## [TEXT FOR ANALYSIS]
Maria Shriver says her work toward gender equity in medical research is a “human issue,” not a political one.
“I don’t see it as partisan at all because there are Republican women serving. Republican men came from Republican women,” Shriver said.
“I don’t even look at it as a political issue. I look at it as a human issue,” said the NBC News correspondent and founder of the Women’s Alzheimer’s Movement (WAM) Prevention and Research Center at Cleveland Clinic.
Jill Biden joined Shriver and leading researchers Wednesday at the Willard InterContinental Hotel in downtown Washington to spotlight improving women’s health research.
Biden recalled how she and Shriver met at the White House and how California’s former first lady “laid out a problem that was so simple, but so often ignored: That women’s health is understudied and research is underfunded. And too many of our medications, our treatments and medical school textbooks are based on men.”
“This has created gaps of conditions of our understanding of conditions that mostly affect women, only affect women or affect men and women differently, leaving women seeking health care in a medical world largely designed for men,” Biden told the audience.
Shriver told ITK her aim is to change the conversation around women’s health care. It’s a mission she discovered after first focusing on Alzheimer’s disease — and learning it disproportionately impacts women — following the diagnosis of her father, Sargent Shriver, in 2003.

## [TASKS TO COMPLETE]
1 > Reproduce the part of the article on women's health research starting with "Biden recalled how" and going on through "Shriver, in 2003.".
2 > According to the article on women's health research, in what year was Maria Shriver's father, Sargent Shriver, diagnosed with Alzheimer's disease?
The records that come next are separate material and are not connected to the article on women's health research.

Collection entries
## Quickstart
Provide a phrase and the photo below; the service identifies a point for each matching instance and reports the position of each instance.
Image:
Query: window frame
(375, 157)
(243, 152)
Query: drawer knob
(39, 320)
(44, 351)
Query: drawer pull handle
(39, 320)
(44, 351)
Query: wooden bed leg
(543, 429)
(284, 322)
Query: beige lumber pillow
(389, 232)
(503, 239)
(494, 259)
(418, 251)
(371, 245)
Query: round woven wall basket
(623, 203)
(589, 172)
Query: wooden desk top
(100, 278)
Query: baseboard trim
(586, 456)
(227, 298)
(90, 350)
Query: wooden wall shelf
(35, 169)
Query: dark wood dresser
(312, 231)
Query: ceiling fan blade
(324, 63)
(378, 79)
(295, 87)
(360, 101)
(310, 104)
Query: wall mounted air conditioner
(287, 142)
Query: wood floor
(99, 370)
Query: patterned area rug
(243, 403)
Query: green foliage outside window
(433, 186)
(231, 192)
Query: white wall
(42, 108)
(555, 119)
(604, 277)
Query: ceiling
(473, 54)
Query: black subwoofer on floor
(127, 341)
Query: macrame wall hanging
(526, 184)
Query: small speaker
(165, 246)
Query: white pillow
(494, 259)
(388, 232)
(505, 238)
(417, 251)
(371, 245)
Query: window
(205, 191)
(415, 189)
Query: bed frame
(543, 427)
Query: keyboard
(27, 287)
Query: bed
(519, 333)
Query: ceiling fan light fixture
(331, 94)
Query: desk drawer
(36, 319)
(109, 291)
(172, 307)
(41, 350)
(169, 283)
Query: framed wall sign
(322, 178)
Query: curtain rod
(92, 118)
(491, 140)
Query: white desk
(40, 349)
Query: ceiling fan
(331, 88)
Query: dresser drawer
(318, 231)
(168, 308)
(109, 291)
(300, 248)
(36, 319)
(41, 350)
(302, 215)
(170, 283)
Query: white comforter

## [RESULTS OF THE TASKS]
1 >
Biden recalled how she and Shriver met at the White House and how California’s former first lady “laid out a problem that was so simple, but so often ignored: That women’s health is understudied and research is underfunded. And too many of our medications, our treatments and medical school textbooks are based on men.”
“This has created gaps of conditions of our understanding of conditions that mostly affect women, only affect women or affect men and women differently, leaving women seeking health care in a medical world largely designed for men,” Biden told the audience.
Shriver told ITK her aim is to change the conversation around women’s health care. It’s a mission she discovered after first focusing on Alzheimer’s disease — and learning it disproportionately impacts women — following the diagnosis of her father, Sargent Shriver, in 2003.

2 > 2003